→ TEXTE CHOISI
———
Pour rappel, l’opposition politique a, depuis février 2021, renversé la vapeur, en s’inscrivant, dans une dynamique de résistance farouche, de « mortal kombat » contre les velléités dictatoriales de Macky Sall. Elle semble, depuis lors, avoir le vent en poupe, engrangeant des succès électoraux significatifs. Tant et si bien que le camp présidentiel est devenu minoritaire dans le pays, en termes de nombre d’électeurs, lors des dernières législatives, en ne recueillant que 46,6% du nombre de suffrages exprimés. Même du point de vue du nombre de députés, la coalition Benno Bokk Yakaar a perdu la majorité, car n’ayant finalement obtenu que 82 élus, même si elle n’en n’était pas éloignée, à cause de ratés dans le report de voix au sein de l’Inter-coalition Yewwi-Wallu et au prix de fraudes de dernière minute.

Pour garder le contrôle du Parlement, le pouvoir a procédé à l’enrôlement du chef de la Coalition Bokk Guiss Guiss, faisant mine d’ignorer que l’extrême vulnérabilité parlementaire risque désormais d’être le lot d’un régime en fin de parcours, comme l’a montré la défection, peu après, de la tête de liste de Benno Bokk Yakaar.
———
→ COURT EXERCICE
Recopiez fidèlement le passage du texte sur l’opposition à Macky Sall qui va de « Pour rappel, l’opposition » jusqu’à « de dernière minute. » inclus.

→ EXTRAIT DE DONNÉES
———
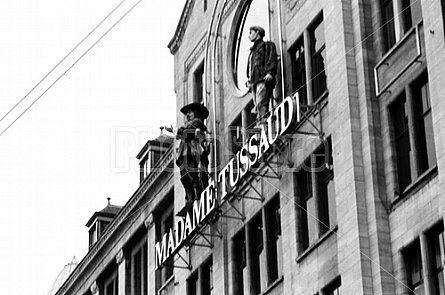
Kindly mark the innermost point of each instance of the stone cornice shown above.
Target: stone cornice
(175, 42)
(125, 212)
———
→ SOLUTION CI-DESSOUS
Pour rappel, l’opposition politique a, depuis février 2021, renversé la vapeur, en s’inscrivant, dans une dynamique de résistance farouche, de « mortal kombat » contre les velléités dictatoriales de Macky Sall. Elle semble, depuis lors, avoir le vent en poupe, engrangeant des succès électoraux significatifs. Tant et si bien que le camp présidentiel est devenu minoritaire dans le pays, en termes de nombre d’électeurs, lors des dernières législatives, en ne recueillant que 46,6% du nombre de suffrages exprimés. Même du point de vue du nombre de députés, la coalition Benno Bokk Yakaar a perdu la majorité, car n’ayant finalement obtenu que 82 élus, même si elle n’en n’était pas éloignée, à cause de ratés dans le report de voix au sein de l’Inter-coalition Yewwi-Wallu et au prix de fraudes de dernière minute.